== What the task asks ==
Only lines containing the string "sample" belong in the answer; copy all of them from the entries.

== Task material ==
·····
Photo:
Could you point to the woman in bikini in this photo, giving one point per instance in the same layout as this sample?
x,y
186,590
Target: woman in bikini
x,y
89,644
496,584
·····
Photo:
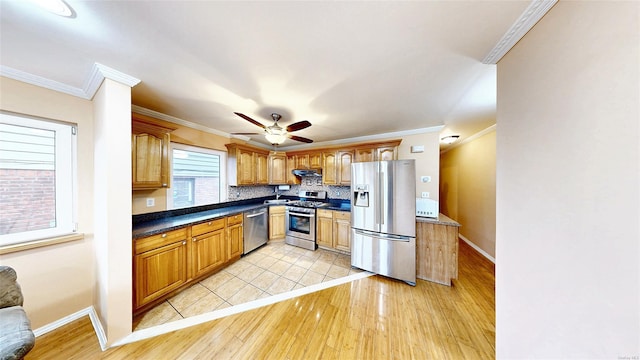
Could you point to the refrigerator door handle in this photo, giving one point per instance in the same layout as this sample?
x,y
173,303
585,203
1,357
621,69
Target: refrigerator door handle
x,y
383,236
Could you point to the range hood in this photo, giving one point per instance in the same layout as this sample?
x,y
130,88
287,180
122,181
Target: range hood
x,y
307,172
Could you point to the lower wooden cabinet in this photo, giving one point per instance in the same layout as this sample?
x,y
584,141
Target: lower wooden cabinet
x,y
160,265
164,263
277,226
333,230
·····
== Output of the exercise ==
Could you point to the woman in bikini in this photo, giving one point per instance in the same layout as this sample?
Could you point to the refrigerator door handle in this photo, giving one point per instance in the same layout as this sample?
Could you point to the range hood in this photo, giving one point per instance in the same layout as this sample?
Could you point to the lower wooden cabinet in this photo, giving one point per instance in the same layout as this sample?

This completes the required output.